╭──
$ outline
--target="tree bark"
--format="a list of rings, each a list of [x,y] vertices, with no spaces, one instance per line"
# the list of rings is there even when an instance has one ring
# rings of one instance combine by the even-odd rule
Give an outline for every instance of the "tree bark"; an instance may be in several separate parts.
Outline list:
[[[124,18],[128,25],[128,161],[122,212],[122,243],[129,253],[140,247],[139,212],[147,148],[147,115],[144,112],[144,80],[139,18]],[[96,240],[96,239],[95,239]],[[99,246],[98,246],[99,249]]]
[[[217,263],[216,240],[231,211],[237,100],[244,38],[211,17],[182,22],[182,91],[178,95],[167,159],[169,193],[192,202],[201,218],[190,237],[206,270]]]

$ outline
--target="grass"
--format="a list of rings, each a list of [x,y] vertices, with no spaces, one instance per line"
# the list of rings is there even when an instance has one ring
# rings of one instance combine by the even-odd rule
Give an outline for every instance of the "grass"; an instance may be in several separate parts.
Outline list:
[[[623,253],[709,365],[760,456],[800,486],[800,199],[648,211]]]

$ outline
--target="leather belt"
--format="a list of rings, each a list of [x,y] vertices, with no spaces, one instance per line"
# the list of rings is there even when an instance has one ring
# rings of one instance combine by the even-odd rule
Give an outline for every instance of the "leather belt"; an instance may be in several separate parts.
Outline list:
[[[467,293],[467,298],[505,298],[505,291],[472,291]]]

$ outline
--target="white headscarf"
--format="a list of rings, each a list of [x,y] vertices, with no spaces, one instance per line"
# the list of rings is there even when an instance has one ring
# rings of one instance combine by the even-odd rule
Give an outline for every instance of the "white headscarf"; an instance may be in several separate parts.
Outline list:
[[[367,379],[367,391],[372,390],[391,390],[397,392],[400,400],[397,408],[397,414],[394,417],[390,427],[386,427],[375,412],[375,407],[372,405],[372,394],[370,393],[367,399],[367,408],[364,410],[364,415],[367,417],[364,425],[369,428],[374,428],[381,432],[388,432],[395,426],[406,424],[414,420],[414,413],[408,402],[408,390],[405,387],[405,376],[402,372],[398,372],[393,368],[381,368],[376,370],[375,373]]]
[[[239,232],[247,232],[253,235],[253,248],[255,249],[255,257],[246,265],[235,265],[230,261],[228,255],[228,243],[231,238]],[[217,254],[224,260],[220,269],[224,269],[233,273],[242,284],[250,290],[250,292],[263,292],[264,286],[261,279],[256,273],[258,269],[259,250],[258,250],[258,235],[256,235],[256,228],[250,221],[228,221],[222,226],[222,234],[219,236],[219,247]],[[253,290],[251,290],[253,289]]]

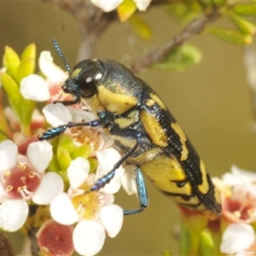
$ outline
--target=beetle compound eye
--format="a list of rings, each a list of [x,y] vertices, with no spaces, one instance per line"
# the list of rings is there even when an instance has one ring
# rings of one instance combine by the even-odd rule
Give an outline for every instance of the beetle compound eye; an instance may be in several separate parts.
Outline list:
[[[96,84],[102,77],[98,67],[87,70],[79,78],[79,86],[81,95],[84,98],[92,96],[96,91]]]

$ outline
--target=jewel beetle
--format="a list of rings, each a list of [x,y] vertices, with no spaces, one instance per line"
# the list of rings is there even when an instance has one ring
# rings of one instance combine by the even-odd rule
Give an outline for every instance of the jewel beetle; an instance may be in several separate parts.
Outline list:
[[[159,96],[114,61],[85,60],[71,70],[57,42],[52,43],[69,73],[62,89],[73,96],[73,101],[60,102],[67,106],[86,101],[97,119],[50,128],[39,140],[54,138],[73,126],[102,125],[122,154],[88,193],[104,187],[126,162],[135,166],[140,207],[125,210],[125,215],[138,213],[148,205],[143,173],[177,204],[220,214],[218,195],[203,161]]]

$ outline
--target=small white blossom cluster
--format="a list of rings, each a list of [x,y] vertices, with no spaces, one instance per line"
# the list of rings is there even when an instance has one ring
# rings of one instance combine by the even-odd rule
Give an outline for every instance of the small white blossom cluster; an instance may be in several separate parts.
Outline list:
[[[58,126],[70,121],[94,119],[95,116],[84,111],[81,104],[67,108],[61,103],[50,103],[72,99],[61,87],[67,74],[53,63],[49,51],[41,53],[38,62],[45,79],[30,74],[21,80],[20,88],[25,99],[49,103],[43,109],[44,116],[34,110],[31,125],[40,128],[45,120],[51,126]],[[19,131],[19,120],[12,108],[9,107],[5,114],[10,126]],[[93,172],[90,160],[83,156],[70,160],[67,168],[60,163],[62,167],[56,171],[52,165],[58,149],[54,153],[50,142],[39,142],[36,134],[26,137],[15,132],[13,140],[0,143],[0,228],[18,230],[26,224],[30,204],[49,206],[51,219],[41,226],[37,235],[43,253],[55,255],[55,251],[65,249],[61,240],[47,240],[51,234],[53,237],[66,239],[64,243],[69,245],[63,255],[71,255],[73,248],[81,255],[95,255],[102,249],[106,234],[114,237],[122,227],[123,209],[114,204],[114,194],[122,185],[130,195],[137,193],[137,189],[131,173],[120,166],[107,185],[99,191],[88,192],[96,181],[113,168],[121,155],[112,147],[113,141],[102,128],[71,130],[67,130],[66,136],[73,148],[83,147],[83,140],[87,142],[89,156],[96,160]],[[43,130],[38,134],[42,132]],[[63,143],[61,147],[66,148]],[[67,150],[68,147],[70,143],[67,143]],[[68,160],[66,149],[61,149],[63,161]],[[38,209],[40,211],[40,207]]]
[[[252,255],[256,249],[256,173],[233,166],[222,180],[222,222],[225,227],[220,250],[225,254]]]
╰──
Direction: Omit the pictures, then output the rest of the listing exactly.

Exercise result:
$ outline
--target="tree bark"
--format="a list of rings, each a list of [x,y] vertices, with no spaces, one instance per line"
# the list of rings is there even when an instance has one ring
# rings of one instance combine by the even-odd rule
Give an outline for every instance of the "tree bark"; an instance may be in several separate parts.
Outline list:
[[[124,18],[128,25],[128,161],[122,212],[122,243],[129,253],[140,247],[139,212],[147,148],[147,115],[144,112],[144,80],[139,18]],[[96,240],[96,239],[95,239]],[[99,246],[98,246],[99,249]]]
[[[217,263],[216,240],[231,211],[237,100],[244,38],[211,17],[182,22],[182,91],[178,95],[167,159],[169,193],[192,202],[201,218],[190,237],[206,270]]]

$ outline
--target="grass"
--format="a list of rings, each a list of [x,y] vertices, with no spaces, one instance per line"
# the list of rings is there even when an instance has one ring
# rings of one instance combine by the even-odd rule
Give an outline for every instance of the "grass"; an instance may be in several separate parts.
Outline list:
[[[623,253],[709,365],[760,456],[800,486],[800,199],[648,211]]]

$ outline
--target="leather belt"
--format="a list of rings, each a list of [x,y] vertices, with no spaces, one instance per line"
# the list of rings is there even when an instance has one ring
# rings of one instance combine by the even-odd rule
Give an outline for every instance of the "leather belt"; an instance may be in several separate parts.
Outline list:
[[[467,293],[467,298],[505,298],[505,291],[472,291]]]

$ outline
--target="white headscarf"
--format="a list of rings, each a list of [x,y] vertices, with no spaces, one instance per line"
# the list of rings is there even when an instance has one ring
# rings of one instance combine by the even-odd rule
Give an outline for every instance of the "white headscarf"; an instance may be in several separate parts.
Outline list:
[[[367,379],[367,391],[372,390],[391,390],[397,392],[400,400],[397,408],[397,414],[394,417],[390,427],[386,427],[375,412],[375,407],[372,405],[372,394],[370,393],[367,399],[367,408],[364,410],[364,415],[367,417],[364,425],[369,428],[374,428],[381,432],[388,432],[395,426],[406,424],[414,420],[414,413],[408,402],[408,390],[405,387],[405,376],[402,372],[398,372],[393,368],[381,368],[376,370],[375,373]]]
[[[239,232],[247,232],[253,235],[253,248],[255,249],[255,257],[246,265],[235,265],[230,261],[228,255],[228,243],[231,238]],[[217,254],[224,260],[220,269],[224,269],[233,273],[242,284],[250,290],[250,292],[263,292],[264,286],[261,279],[256,273],[258,269],[259,250],[258,250],[258,235],[256,235],[256,228],[250,221],[228,221],[222,226],[222,234],[219,236],[219,247]],[[253,290],[251,290],[253,289]]]

$ outline
--target=beetle compound eye
--format="a list of rings, each a list of [x,y] vertices, with no spaces, one instance per line"
# the list of rings is there even when an instance has one ring
# rings of one instance combine by the even-odd rule
Give an outline for every instance of the beetle compound eye; an instance may be in several separate parts.
Outline list:
[[[96,84],[102,77],[98,67],[87,70],[79,78],[79,86],[81,95],[84,98],[92,96],[96,91]]]

$ outline
--target=jewel beetle
--format="a list of rings, each a list of [x,y] vertices, with no spaces, one instance per line"
# the list of rings is there even when an instance has one ring
# rings of one instance combine by the even-odd rule
Give an outline for every instance of the jewel beetle; an instance may be in several separate parts.
Outline list:
[[[159,96],[114,61],[85,60],[71,70],[57,42],[52,43],[69,73],[62,89],[73,96],[73,101],[60,102],[67,106],[86,101],[97,119],[50,128],[39,140],[54,138],[73,126],[102,125],[122,154],[88,193],[104,187],[126,162],[135,166],[140,207],[125,210],[125,215],[138,213],[148,205],[143,173],[177,204],[220,214],[218,195],[203,161]]]

$ outline
--target=small white blossom cluster
--format="a list of rings, each a list of [x,y] vertices, with no spaces, one instance per line"
# the list of rings is there even when an instance has one ring
# rings of one instance combine by the even-odd rule
Give an outline for every instance of the small white blossom cluster; an instance may be in several separate parts.
Outline list:
[[[58,126],[70,121],[94,119],[95,116],[84,111],[81,104],[67,108],[61,103],[50,103],[72,99],[61,87],[67,74],[53,63],[49,51],[41,53],[38,62],[45,79],[30,74],[21,80],[20,88],[25,99],[49,103],[43,109],[44,116],[34,110],[31,125],[40,128],[45,120],[51,126]],[[19,131],[19,120],[12,108],[9,107],[5,114],[10,126]],[[93,172],[90,160],[83,156],[70,160],[67,168],[60,163],[62,167],[56,171],[52,165],[58,149],[54,153],[50,142],[39,142],[36,134],[26,137],[15,132],[13,140],[0,143],[0,228],[18,230],[26,224],[30,204],[49,206],[51,219],[41,226],[37,235],[43,253],[55,255],[55,251],[65,249],[61,240],[47,240],[51,234],[53,237],[66,239],[64,243],[69,245],[63,255],[71,255],[73,248],[81,255],[95,255],[102,249],[106,234],[114,237],[122,227],[123,209],[114,204],[114,194],[122,185],[130,195],[137,193],[137,189],[131,173],[120,166],[107,185],[99,191],[88,192],[96,181],[113,168],[121,155],[112,147],[113,141],[102,128],[71,130],[67,130],[66,136],[73,148],[83,147],[83,140],[87,142],[89,156],[96,160]],[[43,130],[38,134],[42,132]],[[63,143],[61,147],[66,148]],[[67,150],[68,147],[70,143],[67,143]],[[68,160],[66,149],[61,149],[63,161]],[[38,209],[40,211],[40,207]]]
[[[252,255],[256,249],[256,173],[233,166],[222,180],[222,222],[225,227],[220,250],[225,254]]]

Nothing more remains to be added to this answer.